> _What is required_:
In the entries below, how many lines contain "sofa"? Answer with the number and nothing else.

--- Data provided ---

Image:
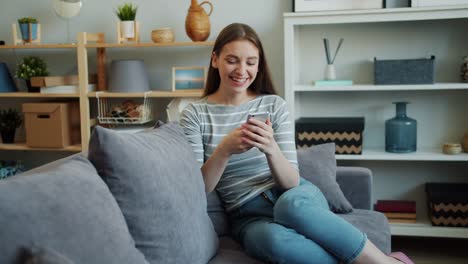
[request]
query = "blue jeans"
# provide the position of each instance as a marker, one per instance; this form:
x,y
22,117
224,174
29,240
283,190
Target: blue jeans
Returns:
x,y
295,226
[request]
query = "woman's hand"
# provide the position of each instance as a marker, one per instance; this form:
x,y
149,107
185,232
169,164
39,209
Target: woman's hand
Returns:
x,y
260,135
233,142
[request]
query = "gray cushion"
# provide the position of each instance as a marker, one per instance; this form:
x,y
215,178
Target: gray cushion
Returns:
x,y
318,165
40,255
374,224
65,206
158,184
230,252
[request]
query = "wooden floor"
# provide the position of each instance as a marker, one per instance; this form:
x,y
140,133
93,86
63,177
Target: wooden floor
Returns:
x,y
433,250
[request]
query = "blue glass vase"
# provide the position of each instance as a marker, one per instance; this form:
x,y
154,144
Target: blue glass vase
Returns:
x,y
400,131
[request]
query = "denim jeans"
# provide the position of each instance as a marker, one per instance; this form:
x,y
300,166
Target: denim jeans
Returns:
x,y
295,226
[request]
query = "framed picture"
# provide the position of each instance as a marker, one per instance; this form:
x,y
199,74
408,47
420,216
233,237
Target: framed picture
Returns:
x,y
188,78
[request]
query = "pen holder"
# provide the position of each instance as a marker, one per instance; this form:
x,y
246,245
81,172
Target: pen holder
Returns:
x,y
330,73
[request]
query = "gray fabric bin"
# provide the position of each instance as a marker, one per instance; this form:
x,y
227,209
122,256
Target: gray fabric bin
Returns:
x,y
410,71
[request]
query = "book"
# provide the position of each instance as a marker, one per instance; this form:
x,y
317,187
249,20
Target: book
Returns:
x,y
400,206
333,82
401,221
400,215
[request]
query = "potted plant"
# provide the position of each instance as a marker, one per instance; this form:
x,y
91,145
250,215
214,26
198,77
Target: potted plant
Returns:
x,y
10,120
127,13
31,66
28,28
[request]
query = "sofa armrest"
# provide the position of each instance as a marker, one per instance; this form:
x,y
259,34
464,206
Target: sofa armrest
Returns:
x,y
356,184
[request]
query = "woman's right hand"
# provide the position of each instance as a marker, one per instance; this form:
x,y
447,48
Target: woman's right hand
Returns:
x,y
232,143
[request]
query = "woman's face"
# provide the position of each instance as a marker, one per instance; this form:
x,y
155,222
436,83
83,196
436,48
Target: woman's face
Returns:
x,y
237,65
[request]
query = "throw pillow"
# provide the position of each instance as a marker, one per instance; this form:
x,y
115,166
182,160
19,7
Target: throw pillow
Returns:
x,y
66,206
318,165
40,255
158,184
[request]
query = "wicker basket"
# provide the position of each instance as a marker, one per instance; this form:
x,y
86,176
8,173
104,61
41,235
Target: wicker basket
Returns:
x,y
105,112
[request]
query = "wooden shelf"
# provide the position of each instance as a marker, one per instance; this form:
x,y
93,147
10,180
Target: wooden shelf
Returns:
x,y
37,95
23,146
425,229
40,46
150,44
152,94
370,87
420,155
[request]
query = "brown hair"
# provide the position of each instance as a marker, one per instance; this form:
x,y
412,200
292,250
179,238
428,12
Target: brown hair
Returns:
x,y
237,31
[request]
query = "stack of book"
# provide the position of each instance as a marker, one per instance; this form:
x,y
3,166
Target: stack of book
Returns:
x,y
397,211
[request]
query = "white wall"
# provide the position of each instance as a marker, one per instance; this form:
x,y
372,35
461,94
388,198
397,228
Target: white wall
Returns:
x,y
265,16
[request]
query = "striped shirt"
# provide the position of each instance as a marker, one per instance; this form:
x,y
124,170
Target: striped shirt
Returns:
x,y
246,174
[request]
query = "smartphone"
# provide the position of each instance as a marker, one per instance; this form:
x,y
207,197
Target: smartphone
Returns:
x,y
263,116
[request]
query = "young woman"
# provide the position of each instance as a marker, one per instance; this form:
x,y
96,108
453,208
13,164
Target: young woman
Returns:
x,y
277,216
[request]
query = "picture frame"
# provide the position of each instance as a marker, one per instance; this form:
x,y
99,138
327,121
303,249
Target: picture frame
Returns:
x,y
191,78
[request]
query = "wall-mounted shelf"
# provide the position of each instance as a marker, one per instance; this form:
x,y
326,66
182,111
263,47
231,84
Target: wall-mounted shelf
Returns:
x,y
440,109
151,94
37,95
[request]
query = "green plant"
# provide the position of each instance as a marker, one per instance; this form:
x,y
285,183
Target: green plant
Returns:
x,y
126,12
31,66
26,20
10,119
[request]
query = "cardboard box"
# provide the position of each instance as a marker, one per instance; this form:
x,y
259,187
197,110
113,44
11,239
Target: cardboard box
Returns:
x,y
51,125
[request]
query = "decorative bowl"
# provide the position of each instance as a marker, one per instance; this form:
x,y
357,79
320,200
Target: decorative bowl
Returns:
x,y
162,35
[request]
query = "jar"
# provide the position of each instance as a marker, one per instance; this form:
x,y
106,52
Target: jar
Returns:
x,y
400,131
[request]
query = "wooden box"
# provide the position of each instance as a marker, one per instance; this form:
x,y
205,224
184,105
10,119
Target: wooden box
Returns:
x,y
51,125
345,132
448,204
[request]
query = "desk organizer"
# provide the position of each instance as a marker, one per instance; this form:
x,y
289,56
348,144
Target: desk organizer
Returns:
x,y
448,204
345,132
410,71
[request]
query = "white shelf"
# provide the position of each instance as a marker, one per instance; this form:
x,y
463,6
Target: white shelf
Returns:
x,y
377,15
425,229
420,155
371,87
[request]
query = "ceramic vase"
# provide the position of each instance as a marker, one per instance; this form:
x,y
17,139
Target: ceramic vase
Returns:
x,y
197,22
28,31
400,131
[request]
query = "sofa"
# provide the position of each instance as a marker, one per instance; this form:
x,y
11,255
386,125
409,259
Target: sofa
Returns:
x,y
139,198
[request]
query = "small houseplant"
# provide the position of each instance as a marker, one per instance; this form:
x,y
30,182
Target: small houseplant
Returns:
x,y
10,120
127,13
31,66
28,27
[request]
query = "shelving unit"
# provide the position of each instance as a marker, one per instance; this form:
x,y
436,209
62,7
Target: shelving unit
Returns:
x,y
440,109
84,97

---

> _Your solution_:
4